Information:
Start of Block

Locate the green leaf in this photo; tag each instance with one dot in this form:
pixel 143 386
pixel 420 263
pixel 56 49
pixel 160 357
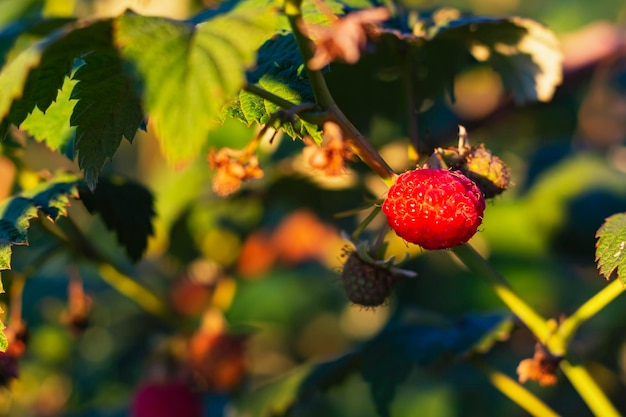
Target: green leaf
pixel 51 197
pixel 610 248
pixel 34 77
pixel 107 110
pixel 424 343
pixel 524 53
pixel 280 71
pixel 190 72
pixel 53 126
pixel 127 208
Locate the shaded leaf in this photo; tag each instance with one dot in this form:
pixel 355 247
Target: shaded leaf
pixel 189 72
pixel 611 245
pixel 107 110
pixel 34 77
pixel 389 358
pixel 51 197
pixel 53 126
pixel 127 208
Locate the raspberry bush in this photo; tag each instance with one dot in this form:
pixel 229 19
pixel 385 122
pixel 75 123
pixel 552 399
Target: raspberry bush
pixel 258 208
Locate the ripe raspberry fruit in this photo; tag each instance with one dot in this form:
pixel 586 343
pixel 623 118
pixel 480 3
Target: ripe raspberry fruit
pixel 366 283
pixel 434 208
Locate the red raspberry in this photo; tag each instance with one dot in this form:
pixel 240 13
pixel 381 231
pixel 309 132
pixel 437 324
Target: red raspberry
pixel 434 208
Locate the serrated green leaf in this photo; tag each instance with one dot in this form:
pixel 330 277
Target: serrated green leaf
pixel 36 75
pixel 127 208
pixel 51 197
pixel 53 126
pixel 190 72
pixel 610 248
pixel 280 71
pixel 107 110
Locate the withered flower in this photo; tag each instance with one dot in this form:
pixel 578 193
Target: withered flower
pixel 541 368
pixel 233 167
pixel 344 39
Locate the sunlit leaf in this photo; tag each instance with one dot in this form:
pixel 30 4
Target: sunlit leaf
pixel 190 72
pixel 51 197
pixel 127 208
pixel 35 76
pixel 611 245
pixel 524 53
pixel 107 110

End of Block

Prompt:
The answer should consist of the lines from the one with "pixel 623 118" through the last line of the entries, duplicated exactly and nothing more.

Result:
pixel 623 118
pixel 480 3
Target: ripe raspberry fruit
pixel 366 283
pixel 434 208
Locate the red raspberry in this photo; tag each instance with one dot in this form:
pixel 240 13
pixel 381 231
pixel 309 132
pixel 437 324
Target: red raspberry
pixel 434 208
Locate the serrated green leaf in this photo; tag each instance with one dot in this form:
pixel 330 277
Target: serrated green leaf
pixel 36 75
pixel 127 208
pixel 51 197
pixel 53 126
pixel 190 72
pixel 610 248
pixel 280 71
pixel 107 110
Locate the withered flower in this photo; tag each instance with one dot in this form:
pixel 578 193
Target: withered flower
pixel 541 368
pixel 233 167
pixel 344 39
Locate the sunlit leaf in this photo; tag each instance with one dot in this form:
pixel 30 4
Target: sunlit leaf
pixel 190 72
pixel 51 197
pixel 127 208
pixel 35 76
pixel 611 245
pixel 524 53
pixel 107 110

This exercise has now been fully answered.